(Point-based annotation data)
· · · · · · ·

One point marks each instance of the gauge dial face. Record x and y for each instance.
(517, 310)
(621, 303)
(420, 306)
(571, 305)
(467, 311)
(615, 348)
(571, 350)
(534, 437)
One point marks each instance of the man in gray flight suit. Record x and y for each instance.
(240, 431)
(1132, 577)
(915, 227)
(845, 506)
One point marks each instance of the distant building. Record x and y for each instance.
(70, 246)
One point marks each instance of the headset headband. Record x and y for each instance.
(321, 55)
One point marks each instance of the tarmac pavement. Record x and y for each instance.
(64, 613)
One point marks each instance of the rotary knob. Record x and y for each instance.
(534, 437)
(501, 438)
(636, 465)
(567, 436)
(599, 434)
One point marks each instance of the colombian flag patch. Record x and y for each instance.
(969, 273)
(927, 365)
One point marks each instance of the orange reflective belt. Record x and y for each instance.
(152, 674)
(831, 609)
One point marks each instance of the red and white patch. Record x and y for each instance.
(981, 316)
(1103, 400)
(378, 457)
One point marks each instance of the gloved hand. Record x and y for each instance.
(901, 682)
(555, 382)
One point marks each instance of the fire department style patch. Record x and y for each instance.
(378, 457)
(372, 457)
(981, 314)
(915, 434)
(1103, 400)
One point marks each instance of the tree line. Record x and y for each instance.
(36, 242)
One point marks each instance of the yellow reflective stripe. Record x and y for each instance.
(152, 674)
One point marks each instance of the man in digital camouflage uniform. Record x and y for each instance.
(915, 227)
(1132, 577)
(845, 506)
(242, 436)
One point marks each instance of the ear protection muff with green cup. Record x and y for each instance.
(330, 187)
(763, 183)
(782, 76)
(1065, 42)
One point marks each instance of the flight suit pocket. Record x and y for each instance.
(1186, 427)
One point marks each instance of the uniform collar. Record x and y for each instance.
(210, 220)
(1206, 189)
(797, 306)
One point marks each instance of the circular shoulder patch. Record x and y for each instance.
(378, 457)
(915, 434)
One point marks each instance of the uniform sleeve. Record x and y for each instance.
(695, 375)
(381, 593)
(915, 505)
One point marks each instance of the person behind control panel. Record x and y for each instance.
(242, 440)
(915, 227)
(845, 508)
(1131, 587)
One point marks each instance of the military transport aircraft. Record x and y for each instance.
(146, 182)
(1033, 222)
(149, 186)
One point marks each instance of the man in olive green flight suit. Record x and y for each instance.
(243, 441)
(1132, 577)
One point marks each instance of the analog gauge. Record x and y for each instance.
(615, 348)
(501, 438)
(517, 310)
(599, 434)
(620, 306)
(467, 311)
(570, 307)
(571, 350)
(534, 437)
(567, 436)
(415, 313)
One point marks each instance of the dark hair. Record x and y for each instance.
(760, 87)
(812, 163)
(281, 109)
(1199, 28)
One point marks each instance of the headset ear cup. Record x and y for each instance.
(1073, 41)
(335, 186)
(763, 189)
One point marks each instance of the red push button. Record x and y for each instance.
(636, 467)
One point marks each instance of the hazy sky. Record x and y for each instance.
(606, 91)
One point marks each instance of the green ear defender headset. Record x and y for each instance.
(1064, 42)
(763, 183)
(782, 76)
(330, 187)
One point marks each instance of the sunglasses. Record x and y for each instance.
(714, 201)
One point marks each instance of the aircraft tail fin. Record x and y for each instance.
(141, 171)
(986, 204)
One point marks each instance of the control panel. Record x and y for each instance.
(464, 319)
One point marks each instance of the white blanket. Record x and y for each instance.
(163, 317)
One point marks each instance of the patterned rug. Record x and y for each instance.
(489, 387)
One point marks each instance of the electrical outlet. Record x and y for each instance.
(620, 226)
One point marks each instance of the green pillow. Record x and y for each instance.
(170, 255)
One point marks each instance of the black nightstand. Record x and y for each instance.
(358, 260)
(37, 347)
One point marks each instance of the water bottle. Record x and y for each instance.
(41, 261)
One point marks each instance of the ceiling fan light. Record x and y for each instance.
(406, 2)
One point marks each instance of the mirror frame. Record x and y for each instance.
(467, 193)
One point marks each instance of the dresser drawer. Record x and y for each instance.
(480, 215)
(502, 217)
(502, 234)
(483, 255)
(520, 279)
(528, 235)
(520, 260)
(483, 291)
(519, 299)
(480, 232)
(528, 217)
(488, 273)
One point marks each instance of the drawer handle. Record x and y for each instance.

· · · · · · ·

» Problem details
Add 60 to every x and y coordinate in the answers, and write out each line again, starting at the line that has "One point marks each instance of the ceiling" and continuing through the last line of the items.

» Exercise answer
One point marks each instance of the ceiling fan light. Record x and y for each instance.
(466, 62)
One point marks each instance of the mirror frame. Record x and y for each instance.
(527, 253)
One point marks each instance of the dresser drawer. Record x and y for each instance.
(540, 275)
(562, 277)
(562, 294)
(543, 315)
(580, 339)
(588, 295)
(580, 320)
(543, 351)
(579, 359)
(540, 292)
(588, 277)
(548, 333)
One point marks each instance of the drawer handle. Record x and y for each instance.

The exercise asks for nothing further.